#### Your objective
Copy out the data verbatim, from the line containing "of the driver" through the line containing "of the rear", and nothing else.

######

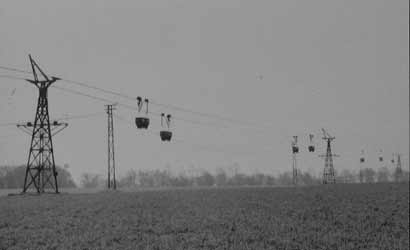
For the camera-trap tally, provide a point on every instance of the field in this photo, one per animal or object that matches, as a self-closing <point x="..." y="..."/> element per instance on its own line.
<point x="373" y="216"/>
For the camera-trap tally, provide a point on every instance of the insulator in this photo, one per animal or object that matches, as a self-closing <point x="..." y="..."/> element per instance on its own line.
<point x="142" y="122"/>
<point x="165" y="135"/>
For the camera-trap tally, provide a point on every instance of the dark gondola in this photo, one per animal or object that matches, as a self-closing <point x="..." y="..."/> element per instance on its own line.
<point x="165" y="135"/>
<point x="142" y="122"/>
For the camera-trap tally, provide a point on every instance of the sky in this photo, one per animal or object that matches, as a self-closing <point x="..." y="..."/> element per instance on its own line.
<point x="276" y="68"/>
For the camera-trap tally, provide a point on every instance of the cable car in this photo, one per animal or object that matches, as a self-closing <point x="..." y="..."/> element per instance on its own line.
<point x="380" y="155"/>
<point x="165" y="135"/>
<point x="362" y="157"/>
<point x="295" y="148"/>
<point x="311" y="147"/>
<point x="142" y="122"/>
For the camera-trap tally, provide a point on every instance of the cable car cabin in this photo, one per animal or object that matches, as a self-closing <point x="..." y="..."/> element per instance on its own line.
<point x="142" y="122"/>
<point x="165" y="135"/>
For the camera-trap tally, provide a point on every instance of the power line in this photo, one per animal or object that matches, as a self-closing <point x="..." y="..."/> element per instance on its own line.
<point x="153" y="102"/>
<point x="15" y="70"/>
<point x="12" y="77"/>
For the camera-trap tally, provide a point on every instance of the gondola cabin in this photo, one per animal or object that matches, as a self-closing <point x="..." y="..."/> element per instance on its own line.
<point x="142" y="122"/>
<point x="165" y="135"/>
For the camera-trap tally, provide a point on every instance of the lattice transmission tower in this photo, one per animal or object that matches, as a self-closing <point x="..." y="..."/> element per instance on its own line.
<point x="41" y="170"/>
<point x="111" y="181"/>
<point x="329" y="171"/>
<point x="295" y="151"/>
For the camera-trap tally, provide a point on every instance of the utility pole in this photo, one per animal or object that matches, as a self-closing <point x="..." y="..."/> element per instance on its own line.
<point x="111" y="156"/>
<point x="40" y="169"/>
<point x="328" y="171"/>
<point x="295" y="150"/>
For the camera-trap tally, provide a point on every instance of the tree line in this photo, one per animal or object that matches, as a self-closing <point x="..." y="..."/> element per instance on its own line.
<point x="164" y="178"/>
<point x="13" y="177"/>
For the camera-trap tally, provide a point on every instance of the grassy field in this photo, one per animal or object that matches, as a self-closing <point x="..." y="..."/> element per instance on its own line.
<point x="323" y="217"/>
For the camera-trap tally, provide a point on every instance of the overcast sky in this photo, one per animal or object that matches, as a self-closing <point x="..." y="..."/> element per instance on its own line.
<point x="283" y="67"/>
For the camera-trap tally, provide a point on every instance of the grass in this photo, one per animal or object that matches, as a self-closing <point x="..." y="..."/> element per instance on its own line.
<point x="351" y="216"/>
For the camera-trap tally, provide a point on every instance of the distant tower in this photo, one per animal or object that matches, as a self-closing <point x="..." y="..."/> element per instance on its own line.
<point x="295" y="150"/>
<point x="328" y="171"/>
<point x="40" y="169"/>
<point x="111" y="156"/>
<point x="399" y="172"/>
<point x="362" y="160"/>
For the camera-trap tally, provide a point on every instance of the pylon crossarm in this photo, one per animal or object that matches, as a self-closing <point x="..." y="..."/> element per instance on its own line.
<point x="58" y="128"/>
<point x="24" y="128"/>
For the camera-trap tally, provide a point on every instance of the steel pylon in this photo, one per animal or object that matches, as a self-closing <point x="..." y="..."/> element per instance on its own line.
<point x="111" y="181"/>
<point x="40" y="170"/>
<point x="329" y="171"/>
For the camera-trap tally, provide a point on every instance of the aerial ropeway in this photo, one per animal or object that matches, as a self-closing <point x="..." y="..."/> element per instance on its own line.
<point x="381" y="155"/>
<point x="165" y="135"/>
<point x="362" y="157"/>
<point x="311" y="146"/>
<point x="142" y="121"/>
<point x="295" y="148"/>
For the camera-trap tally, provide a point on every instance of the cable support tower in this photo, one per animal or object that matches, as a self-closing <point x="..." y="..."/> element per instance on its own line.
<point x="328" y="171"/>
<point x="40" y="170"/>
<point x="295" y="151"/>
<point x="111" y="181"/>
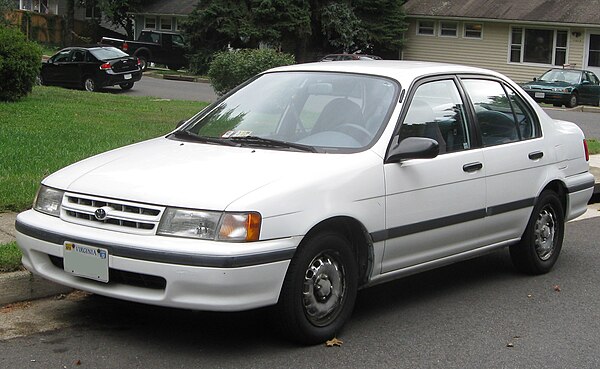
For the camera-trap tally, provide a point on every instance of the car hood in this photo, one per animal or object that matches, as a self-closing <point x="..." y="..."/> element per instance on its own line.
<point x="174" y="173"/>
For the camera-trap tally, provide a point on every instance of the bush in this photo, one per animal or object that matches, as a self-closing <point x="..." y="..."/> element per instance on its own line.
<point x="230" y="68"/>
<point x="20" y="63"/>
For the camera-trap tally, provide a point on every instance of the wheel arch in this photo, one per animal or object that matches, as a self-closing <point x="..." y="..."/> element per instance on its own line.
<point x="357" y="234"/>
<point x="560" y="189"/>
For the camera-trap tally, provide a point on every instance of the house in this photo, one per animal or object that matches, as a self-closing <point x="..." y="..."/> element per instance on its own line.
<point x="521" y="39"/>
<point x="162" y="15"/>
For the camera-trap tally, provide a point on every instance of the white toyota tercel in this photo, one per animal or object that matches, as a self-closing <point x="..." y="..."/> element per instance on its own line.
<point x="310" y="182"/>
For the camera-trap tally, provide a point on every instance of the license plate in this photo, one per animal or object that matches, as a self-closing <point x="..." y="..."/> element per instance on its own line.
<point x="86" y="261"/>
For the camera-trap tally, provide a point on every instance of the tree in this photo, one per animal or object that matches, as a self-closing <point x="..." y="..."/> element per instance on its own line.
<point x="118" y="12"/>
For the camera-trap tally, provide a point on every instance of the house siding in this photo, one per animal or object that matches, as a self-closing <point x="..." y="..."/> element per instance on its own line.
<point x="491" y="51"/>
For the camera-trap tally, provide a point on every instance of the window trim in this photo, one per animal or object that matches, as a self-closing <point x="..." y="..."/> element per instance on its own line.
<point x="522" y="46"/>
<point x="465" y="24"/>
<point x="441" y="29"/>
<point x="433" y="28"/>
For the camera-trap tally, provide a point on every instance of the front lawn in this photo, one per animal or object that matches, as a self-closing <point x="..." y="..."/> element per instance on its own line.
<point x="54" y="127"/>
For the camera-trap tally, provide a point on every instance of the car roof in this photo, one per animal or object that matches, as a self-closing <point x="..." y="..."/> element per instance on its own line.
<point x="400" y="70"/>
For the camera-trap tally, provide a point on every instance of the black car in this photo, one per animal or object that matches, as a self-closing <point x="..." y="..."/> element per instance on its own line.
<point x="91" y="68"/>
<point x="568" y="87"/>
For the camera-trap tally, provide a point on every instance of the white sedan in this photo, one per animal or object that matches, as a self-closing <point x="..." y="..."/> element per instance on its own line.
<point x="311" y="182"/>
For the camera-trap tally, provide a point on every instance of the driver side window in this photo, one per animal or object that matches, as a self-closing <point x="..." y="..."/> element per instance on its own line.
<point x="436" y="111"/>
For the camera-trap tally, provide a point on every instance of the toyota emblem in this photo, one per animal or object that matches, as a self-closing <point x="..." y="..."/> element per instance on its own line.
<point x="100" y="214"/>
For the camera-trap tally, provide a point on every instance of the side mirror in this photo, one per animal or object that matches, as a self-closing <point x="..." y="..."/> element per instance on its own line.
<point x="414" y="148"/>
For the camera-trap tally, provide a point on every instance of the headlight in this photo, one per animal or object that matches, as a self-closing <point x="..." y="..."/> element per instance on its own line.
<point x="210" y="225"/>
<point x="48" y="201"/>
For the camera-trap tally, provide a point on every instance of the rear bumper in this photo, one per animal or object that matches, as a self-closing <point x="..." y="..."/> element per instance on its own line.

######

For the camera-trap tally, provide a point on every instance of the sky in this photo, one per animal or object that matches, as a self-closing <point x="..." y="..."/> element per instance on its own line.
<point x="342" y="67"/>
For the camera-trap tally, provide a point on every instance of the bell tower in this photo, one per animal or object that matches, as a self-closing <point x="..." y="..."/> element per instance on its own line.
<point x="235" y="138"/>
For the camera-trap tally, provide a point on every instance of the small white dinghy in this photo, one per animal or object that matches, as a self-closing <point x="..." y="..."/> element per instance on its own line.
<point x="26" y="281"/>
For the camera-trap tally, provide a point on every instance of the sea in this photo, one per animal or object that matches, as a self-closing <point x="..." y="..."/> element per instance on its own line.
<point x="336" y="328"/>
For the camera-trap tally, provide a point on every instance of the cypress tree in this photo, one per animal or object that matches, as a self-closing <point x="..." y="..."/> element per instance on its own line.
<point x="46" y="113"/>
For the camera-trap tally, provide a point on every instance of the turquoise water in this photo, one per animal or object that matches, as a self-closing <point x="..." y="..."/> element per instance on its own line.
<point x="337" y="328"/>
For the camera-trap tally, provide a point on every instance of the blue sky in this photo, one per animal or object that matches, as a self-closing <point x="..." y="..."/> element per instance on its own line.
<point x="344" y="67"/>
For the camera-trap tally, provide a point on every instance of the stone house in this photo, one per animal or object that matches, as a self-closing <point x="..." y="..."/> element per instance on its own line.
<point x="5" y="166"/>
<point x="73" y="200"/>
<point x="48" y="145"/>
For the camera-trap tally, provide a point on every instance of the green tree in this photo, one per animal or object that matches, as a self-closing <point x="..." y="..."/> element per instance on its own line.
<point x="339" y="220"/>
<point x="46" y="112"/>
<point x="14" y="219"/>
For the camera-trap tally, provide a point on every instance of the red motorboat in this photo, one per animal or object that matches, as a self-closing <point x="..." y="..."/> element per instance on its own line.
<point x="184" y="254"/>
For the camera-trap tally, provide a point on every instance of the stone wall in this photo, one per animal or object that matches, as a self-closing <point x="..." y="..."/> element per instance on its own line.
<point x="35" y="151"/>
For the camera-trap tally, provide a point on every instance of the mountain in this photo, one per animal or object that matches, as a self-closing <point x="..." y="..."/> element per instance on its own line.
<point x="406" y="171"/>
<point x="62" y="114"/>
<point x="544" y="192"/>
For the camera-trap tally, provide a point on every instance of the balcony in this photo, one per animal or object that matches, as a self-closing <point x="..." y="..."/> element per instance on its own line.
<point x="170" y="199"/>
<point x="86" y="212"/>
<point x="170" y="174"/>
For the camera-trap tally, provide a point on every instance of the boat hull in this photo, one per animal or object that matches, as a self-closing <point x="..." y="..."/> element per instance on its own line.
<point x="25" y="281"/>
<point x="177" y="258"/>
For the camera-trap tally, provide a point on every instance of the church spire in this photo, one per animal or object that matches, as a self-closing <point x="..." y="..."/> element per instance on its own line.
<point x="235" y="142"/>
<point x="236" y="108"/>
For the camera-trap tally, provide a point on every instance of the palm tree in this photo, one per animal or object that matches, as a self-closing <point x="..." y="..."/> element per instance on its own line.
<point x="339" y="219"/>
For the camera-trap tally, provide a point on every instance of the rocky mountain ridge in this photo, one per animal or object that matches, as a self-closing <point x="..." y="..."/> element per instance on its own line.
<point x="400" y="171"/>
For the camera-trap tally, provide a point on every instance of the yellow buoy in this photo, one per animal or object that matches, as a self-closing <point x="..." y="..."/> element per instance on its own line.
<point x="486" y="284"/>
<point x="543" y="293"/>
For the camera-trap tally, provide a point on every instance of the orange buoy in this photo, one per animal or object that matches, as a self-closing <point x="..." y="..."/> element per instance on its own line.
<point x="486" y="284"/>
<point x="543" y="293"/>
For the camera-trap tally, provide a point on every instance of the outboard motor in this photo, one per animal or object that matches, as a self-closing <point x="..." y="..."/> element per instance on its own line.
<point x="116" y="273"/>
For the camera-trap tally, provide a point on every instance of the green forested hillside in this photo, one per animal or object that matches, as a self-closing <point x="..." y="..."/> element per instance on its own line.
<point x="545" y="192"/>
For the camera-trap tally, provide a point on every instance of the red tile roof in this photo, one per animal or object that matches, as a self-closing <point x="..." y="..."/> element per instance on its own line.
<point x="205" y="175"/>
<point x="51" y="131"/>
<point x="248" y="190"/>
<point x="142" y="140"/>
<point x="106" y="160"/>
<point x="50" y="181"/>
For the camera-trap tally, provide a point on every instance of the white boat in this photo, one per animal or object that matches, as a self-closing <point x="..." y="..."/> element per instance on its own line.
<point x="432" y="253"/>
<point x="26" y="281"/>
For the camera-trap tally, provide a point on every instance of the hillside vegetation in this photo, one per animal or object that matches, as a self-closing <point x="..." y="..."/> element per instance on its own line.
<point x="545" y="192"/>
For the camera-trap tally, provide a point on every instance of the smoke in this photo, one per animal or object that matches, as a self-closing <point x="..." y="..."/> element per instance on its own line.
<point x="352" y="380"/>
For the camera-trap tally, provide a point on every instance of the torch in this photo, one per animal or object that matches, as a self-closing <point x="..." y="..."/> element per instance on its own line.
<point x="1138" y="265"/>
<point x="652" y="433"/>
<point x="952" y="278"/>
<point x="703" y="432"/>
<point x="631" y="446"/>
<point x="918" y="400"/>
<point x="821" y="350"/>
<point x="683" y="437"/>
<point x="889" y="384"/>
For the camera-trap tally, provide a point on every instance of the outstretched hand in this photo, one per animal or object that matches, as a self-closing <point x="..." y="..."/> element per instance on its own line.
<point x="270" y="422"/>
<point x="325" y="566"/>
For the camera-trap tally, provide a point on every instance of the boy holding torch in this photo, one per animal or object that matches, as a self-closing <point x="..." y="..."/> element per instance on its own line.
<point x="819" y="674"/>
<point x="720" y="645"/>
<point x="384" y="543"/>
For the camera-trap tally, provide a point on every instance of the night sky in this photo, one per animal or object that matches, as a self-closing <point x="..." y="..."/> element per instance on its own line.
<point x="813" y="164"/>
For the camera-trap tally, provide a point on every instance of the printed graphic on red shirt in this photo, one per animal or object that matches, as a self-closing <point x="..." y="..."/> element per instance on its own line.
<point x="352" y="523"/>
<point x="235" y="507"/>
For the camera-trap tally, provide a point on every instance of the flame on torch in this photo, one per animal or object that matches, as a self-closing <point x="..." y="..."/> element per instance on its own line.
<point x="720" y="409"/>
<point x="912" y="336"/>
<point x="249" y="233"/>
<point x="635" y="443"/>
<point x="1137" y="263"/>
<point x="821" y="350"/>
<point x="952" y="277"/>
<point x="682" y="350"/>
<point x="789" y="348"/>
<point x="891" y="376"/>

######

#### Worked answer
For the camera-trap tally, provide a point on every instance of the driver side window in this photo, one per animal or object that matches, as a self-closing <point x="..." y="..."/> element per instance on its own line.
<point x="436" y="111"/>
For the camera-trap tally, provide a point on every instance of the toyota emblem in this photo, one per animal or object that matches, as a self-closing <point x="..." y="..."/> element per instance on its own line.
<point x="100" y="214"/>
For the camera-trap tally, provide a point on every instance of the side mirror in this photo, one per animal or object that matches, as a self-closing <point x="..." y="..."/> element per instance on its own line.
<point x="414" y="148"/>
For the camera-trap tally, provide a point on every instance of the headlight in this photo, one per animal or object that matches, as a self-closing <point x="..." y="..."/> element per instance on its own line.
<point x="210" y="225"/>
<point x="48" y="201"/>
For the camera-trap tally, provide a point on every instance of the rear bumper in this photo, one per animal or object that matches, as a self-closing <point x="..." y="..."/> element per instance on its own line.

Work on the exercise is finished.